(Records from a data source)
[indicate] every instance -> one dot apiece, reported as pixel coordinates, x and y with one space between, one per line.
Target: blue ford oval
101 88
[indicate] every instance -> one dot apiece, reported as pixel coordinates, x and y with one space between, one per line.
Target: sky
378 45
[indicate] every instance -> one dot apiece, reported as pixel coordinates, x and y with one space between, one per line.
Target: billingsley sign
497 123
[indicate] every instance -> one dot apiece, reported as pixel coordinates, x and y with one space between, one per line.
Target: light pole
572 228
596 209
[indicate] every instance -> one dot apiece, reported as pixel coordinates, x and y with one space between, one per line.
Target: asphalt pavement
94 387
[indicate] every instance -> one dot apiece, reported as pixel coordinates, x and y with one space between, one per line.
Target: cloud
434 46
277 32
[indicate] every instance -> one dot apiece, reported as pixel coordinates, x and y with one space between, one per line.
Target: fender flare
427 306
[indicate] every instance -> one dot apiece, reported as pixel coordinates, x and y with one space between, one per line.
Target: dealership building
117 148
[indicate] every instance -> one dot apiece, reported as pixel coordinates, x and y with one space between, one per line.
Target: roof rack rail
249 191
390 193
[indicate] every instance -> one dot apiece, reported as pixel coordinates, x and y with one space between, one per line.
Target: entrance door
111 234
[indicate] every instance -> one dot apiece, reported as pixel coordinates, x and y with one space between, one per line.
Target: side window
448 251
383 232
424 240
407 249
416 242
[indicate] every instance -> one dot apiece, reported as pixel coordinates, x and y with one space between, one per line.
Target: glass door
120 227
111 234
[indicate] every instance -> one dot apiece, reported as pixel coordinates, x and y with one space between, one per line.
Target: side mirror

* Work instructions: The response should be an exact repeat of the data above.

* Output below:
[indicate] every instance -> one dot apiece, reported as pixel coordinates, x and y with one space between, one per line.
Target: blue ford oval
101 88
[indicate] every instance -> one dot apiece, reported as pixel coordinates, x and y with one space between, one per line.
Target: sky
378 45
[indicate] every instance -> one dot apiece, reported as pixel coordinates, x and y with one space between, one per line.
Target: billingsley sign
497 123
[indicate] every instance -> one dot apiece, reported as pixel coordinates, x and y with one space between, one per line.
Target: light pole
572 228
596 209
[indicate] every instance -> one dot apiece, reported as pixel coordinates, x and y with one space between, one per line.
Target: asphalt pavement
94 387
[indicate] every instance -> one dot apiece, reported as pixel coordinates, x and y with one space between, one per line.
Target: cloud
434 46
277 32
[indicate] every instance -> one dot apiece, reported as pixel coordinates, x and y with one space between, one per line.
Target: fender flare
427 306
[indicate] every instance -> one dot apiece, reported as pixel coordinates, x and y with one space between, one per line.
Target: dealership building
117 148
[indicate] every instance -> one dot apiece, reported as pixel coordinates, x and y with one space between, one per line.
Target: roof rack rail
249 191
390 193
[indicate] every instance -> one dot apiece, reported as pixel coordinates, x and y with one space between, one per line.
Target: entrance door
111 234
[indicate] every instance -> one dot apiece, reported as pixel coordinates, x and y with one space between, one per line.
Target: side window
448 251
383 232
424 240
407 249
416 242
[indicate] every instance -> one dot apiece, reported as pixel coordinates, x and y with one space between, one per line.
Target: glass door
120 227
111 234
[indicate] every instance -> one dot apiece, reported as pixel coordinates, x and y with one space between, one per line.
Target: side mirror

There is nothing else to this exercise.